| About this exercise |
The records below are to be duplicated exactly as they appear.
*** Opening of Study material ***
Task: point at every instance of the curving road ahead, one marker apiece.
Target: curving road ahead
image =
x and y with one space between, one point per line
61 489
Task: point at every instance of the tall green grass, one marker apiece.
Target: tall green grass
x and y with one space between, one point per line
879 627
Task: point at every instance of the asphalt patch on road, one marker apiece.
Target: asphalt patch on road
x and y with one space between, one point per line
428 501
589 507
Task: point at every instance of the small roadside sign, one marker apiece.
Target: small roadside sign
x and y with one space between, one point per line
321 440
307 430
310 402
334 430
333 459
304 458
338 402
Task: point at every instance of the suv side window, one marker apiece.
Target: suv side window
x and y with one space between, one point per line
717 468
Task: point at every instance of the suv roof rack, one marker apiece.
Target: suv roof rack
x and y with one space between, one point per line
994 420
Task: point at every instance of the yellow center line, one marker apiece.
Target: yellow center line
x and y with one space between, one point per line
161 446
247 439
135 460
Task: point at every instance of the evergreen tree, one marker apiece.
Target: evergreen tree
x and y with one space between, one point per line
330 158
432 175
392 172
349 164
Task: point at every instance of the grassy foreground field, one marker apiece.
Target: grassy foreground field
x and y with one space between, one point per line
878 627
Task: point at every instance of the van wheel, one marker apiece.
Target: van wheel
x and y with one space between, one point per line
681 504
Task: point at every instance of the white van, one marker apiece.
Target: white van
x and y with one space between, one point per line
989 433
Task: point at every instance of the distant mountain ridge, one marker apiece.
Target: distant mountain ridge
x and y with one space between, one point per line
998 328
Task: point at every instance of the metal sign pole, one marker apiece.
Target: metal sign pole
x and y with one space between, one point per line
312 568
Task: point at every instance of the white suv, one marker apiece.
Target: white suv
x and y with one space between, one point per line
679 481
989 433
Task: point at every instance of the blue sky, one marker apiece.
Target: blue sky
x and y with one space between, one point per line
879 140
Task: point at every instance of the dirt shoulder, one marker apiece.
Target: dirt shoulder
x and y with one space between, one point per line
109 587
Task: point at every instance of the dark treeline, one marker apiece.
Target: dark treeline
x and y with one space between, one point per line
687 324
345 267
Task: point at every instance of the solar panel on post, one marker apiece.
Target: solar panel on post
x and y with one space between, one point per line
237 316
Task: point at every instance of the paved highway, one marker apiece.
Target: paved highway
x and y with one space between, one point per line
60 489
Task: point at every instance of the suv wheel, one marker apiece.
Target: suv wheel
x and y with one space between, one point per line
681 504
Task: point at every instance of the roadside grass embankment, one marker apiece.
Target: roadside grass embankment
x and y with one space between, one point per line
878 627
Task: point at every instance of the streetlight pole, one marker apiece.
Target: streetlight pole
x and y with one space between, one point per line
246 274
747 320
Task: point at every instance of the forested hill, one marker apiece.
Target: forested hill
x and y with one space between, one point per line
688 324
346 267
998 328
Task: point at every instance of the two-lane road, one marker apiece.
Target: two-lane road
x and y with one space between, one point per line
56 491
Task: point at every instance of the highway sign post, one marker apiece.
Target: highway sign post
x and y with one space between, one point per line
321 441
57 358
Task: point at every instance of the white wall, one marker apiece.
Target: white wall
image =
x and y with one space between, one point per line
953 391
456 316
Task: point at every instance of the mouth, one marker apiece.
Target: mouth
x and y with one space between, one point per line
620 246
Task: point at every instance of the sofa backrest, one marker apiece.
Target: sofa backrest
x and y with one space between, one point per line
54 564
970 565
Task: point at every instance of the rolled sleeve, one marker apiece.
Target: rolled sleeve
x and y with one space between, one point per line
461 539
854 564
*** Close of Study material ***
| Expected output |
Task: point at every instance of the curving road ahead, one marker apiece.
Target: curving road ahead
image =
x and y with one space between, one point per line
61 489
Task: point at every instance of the tall green grass, one marker apiece.
Target: tall green grass
x and y with one space between, one point per line
879 627
Task: point at every instance of the asphalt patch on road, one marker apiece.
Target: asphalt patch on road
x and y with one space between, one point per line
428 501
589 507
Task: point at every instance of the small roadside sign, one marker apiece.
Target: small roadside sign
x and y with one space between, one point per line
321 440
307 430
310 402
334 430
333 459
304 458
338 402
Task: point at every instance of the suv side window, one marker apiece.
Target: suv side window
x and y with one space between, one point per line
717 468
Task: point at every instance of the suv roof rack, one marker apiece.
Target: suv roof rack
x and y with one space between, one point per line
994 420
Task: point at every instance of the yellow center line, one marker apiece.
Target: yellow center line
x and y with one space between, one point per line
161 446
247 439
135 460
Task: point at every instance of the evergreen tree, one marker apiece.
Target: evergreen tree
x and y with one space between, one point per line
330 158
432 175
392 172
349 164
Task: point at every instance of the grassy foreground field, one marker apiece.
Target: grassy foreground field
x and y with one space between, one point per line
878 627
Task: point at every instance of the van wheel, one marker apiece.
Target: van wheel
x and y with one space between, one point per line
681 504
Task: point at every instance of the white van, one marker apiece.
Target: white van
x and y with one space between, one point per line
989 433
Task: point at every instance of the distant mountain ridge, one marker apiece.
Target: distant mountain ridge
x and y with one space between, one point per line
998 328
Task: point at every instance of the metal sign pole, one marker apiece.
Target: metal sign pole
x and y with one space between, one point per line
312 568
Task: point at every instance of the white suv, one marker apiece.
Target: white suv
x and y with one space between, one point per line
679 481
989 433
Task: point at every instance of the blue sky, one marker apiece.
Target: blue sky
x and y with one space between, one point per line
879 140
Task: point at every instance of the dirt shoulder, one marker apiece.
Target: dirt shoulder
x and y with one space between, one point per line
109 587
Task: point at every instance of the dark treeline, one marker apiece.
Target: dark treeline
x and y with one space between, one point per line
687 324
345 267
Task: point at every instance of the solar panel on post, one marker apiece.
Target: solar panel on post
x and y with one space between, one point per line
237 316
Task: point at every instance of the paved highway, one marker apiece.
Target: paved highway
x and y with one space between, one point per line
60 489
Task: point at every instance of the suv wheel, one marker apiece.
Target: suv wheel
x and y with one space between, one point per line
681 504
Task: point at every instance of the roadside grass embankment, one marker apiece.
Target: roadside grass embankment
x and y with one space between, one point per line
878 627
Task: point at every instance of the streetlight pole, one marker apiece.
Target: streetlight pole
x and y with one space between, one point per line
246 274
747 320
Task: point at every instance of the forested hill, one marker apiece.
Target: forested hill
x and y with one space between, one point per line
688 324
346 267
998 328
Task: point at every instance of the two-lane road, one marker apiece.
Target: two-lane road
x and y with one space between, one point per line
56 491
Task: point at every instance of the highway sign post, one marker apiece.
Target: highway sign post
x and y with one space between, one point per line
321 441
57 358
Task: point at every instance of the white wall, one marker apiece.
Target: white wall
image =
x and y with one space between, one point per line
953 391
456 316
Task: point at every instance of the mouth, one marker apiece.
Target: mouth
x and y with one space between, one point per line
620 246
Task: point at every instance of the sofa backrest, one marker apiece.
Target: sofa backrest
x and y with one space between, one point per line
54 564
970 565
Task: point at every instance of the rolled sleeve, one marker apiece.
Target: rolled sleeve
x and y with one space between, one point per line
461 539
854 564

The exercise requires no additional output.